» Text shown:
Experience Iceland from a whole different vista

Kathy Carter


Iceland offers a unique and beautiful experience for intrepid travellers with a taste for adventure. From fairie folklore to fermented shark, there are many unique aspects to enjoy on a vacation to Europe’s most sparsely populated country. However, one of the most exhilarating ways to traverse the iconic, rugged landscape is not on foot, or within the cosy confines of a heated 4x4; but from the back of an Icelandic horse!

Uniqueness worth paying for

You may have heard some facts about Iceland already. The long days and light nights during the summer months; the fact that the island is a stunning viewpoint for the aurora borealis, or northern lights; the renowned hospitality of the friendly locals; or the fact that the country is expensive to visit. All of these things are true (although hotel, food and fuel prices across Iceland are actually comparable to most international, big-city prices). But such uniqueness is worth paying for – where else can you experience dramatic vistas, volcanic wildernesses, geysers, hot springs and lava fields? Icelandic food is also inimitable. Hákarl, or fermented shark is certainly a different gastronomic experience; here, you can also try smoked puffin, traditional smoked sheep's head and plokkfiskur, a hearty fish stew. (At first glance, Iceland is seemingly not an easy destination for vegans and vegetarians; however the nation is reportedly one of the world’s most vegan-friendly countries, with most Icelandic restaurants offering vegan options).

» Directions:
[A] According to the text about Iceland, what is plokkfiskur?
[B] Name every Icelandic food mentioned in the text about Iceland.
[C] Rewrite the passage of the text about Iceland starting at "Iceland offers a" and ending at "an Icelandic horse!", changing "Icelandic horse" to "Icelandic pony".

(Items listed in a dataset)

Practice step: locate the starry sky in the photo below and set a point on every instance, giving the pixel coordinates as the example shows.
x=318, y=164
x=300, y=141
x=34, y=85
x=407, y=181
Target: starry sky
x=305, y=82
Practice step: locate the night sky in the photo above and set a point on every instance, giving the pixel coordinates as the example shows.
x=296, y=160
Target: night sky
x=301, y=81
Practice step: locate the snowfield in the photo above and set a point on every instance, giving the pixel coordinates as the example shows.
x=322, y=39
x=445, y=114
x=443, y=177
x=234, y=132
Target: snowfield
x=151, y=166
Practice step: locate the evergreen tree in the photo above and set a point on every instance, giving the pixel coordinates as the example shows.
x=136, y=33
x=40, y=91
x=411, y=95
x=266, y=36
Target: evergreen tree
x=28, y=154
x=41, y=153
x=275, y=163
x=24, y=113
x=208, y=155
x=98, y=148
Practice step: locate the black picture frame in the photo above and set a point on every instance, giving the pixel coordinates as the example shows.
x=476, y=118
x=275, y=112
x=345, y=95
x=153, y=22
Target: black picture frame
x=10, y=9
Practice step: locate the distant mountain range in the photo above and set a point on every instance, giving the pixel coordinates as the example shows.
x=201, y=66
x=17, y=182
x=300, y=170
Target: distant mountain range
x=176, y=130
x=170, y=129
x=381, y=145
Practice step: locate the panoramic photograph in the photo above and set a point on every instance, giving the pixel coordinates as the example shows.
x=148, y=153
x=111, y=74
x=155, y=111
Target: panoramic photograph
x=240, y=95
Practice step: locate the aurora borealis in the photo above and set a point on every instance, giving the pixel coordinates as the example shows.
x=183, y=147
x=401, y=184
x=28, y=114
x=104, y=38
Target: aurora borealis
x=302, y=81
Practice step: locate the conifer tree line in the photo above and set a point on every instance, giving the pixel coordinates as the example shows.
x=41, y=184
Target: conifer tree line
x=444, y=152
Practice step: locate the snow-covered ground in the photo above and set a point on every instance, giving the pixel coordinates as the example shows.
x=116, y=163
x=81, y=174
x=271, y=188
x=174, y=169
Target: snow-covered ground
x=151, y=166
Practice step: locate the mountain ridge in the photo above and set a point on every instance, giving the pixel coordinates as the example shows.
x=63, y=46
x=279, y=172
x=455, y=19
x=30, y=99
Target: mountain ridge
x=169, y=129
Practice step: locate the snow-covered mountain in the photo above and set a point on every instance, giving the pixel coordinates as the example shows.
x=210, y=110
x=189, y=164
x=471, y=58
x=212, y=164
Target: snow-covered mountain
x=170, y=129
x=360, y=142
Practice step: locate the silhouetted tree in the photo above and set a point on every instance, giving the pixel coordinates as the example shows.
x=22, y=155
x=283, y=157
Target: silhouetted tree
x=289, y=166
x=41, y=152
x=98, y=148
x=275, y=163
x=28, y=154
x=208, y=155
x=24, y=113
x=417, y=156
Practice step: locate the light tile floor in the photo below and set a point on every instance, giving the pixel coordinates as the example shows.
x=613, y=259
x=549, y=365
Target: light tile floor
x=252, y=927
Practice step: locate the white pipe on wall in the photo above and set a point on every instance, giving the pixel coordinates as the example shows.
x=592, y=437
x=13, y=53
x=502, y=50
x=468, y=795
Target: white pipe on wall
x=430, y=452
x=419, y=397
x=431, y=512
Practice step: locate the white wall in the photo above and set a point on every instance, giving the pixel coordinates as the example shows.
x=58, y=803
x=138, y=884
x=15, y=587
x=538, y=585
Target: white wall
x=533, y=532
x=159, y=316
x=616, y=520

» Numbered responses:
[A] A hearty fish stew.

[B] Hákarl (fermented shark), smoked puffin, traditional smoked sheep's head, and plokkfiskur.

[C]
Iceland offers a unique and beautiful experience for intrepid travellers with a taste for adventure. From fairie folklore to fermented shark, there are many unique aspects to enjoy on a vacation to Europe’s most sparsely populated country. However, one of the most exhilarating ways to traverse the iconic, rugged landscape is not on foot, or within the cosy confines of a heated 4x4; but from the back of an Icelandic pony!